» **Stored data**
Start of Block

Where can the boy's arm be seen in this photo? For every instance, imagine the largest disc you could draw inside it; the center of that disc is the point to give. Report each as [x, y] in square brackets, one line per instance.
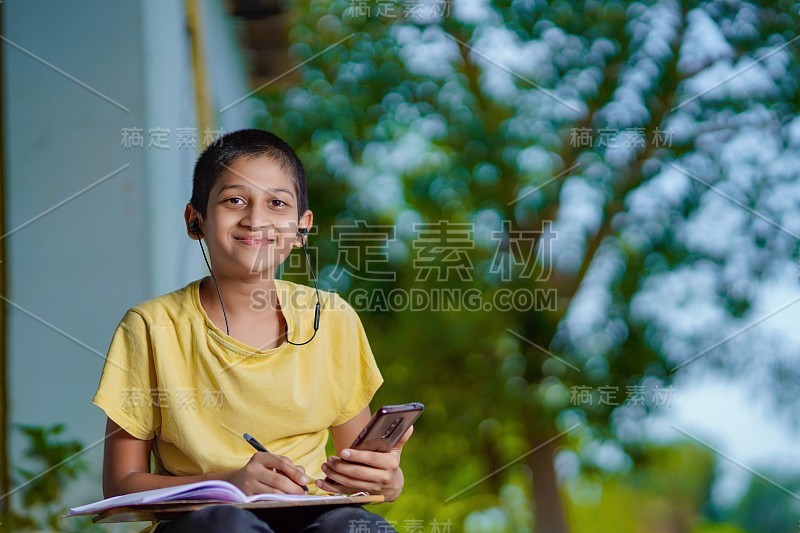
[126, 465]
[344, 435]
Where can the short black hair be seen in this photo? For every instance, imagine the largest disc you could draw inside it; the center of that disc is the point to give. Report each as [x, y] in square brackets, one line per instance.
[245, 143]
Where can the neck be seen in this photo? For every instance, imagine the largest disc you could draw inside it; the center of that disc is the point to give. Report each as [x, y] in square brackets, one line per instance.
[242, 297]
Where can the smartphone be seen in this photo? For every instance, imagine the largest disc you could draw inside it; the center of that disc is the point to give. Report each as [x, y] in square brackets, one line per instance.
[387, 426]
[385, 429]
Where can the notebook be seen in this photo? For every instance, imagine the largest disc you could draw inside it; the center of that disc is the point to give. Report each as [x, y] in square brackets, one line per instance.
[212, 490]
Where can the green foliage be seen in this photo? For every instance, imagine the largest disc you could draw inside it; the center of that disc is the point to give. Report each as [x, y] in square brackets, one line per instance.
[391, 137]
[40, 490]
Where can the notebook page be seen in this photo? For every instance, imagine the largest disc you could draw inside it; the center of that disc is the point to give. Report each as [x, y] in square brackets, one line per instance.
[297, 497]
[202, 490]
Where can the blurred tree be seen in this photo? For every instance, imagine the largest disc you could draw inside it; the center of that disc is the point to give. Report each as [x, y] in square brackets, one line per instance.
[41, 490]
[627, 166]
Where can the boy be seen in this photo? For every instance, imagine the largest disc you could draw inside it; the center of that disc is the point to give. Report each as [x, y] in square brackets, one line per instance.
[188, 373]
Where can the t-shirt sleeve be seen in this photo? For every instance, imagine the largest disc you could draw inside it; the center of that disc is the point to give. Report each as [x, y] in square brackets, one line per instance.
[359, 375]
[128, 382]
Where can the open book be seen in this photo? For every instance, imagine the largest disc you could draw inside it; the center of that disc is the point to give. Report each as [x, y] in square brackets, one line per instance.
[213, 490]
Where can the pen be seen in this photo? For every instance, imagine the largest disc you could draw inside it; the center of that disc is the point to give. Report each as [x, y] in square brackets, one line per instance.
[260, 447]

End of Block

From the line containing "Where can the t-shirt" down to the last line of the records above, print every line exactly, with both ends kept.

» **The completed task**
Where can the t-shirt sleeve be seen in this photo? For every instance, imagine the largest disc you could draw inside it; the center of that disc is the point to give. Report each as [x, y] in square brackets, one line per instance.
[359, 375]
[128, 382]
Where can the open book be seen in this photo? For every instance, imagine the largest disc you could draw inside it; the center of that disc is the point to give. Report each as [x, y] in square brackets, one line per instance.
[213, 490]
Where can the pen be seen in this photo? For every instance, imagine the largest disc you could draw inside it; the center of that disc is the point to give. Report each as [x, y] in square brackets, one line per instance.
[260, 447]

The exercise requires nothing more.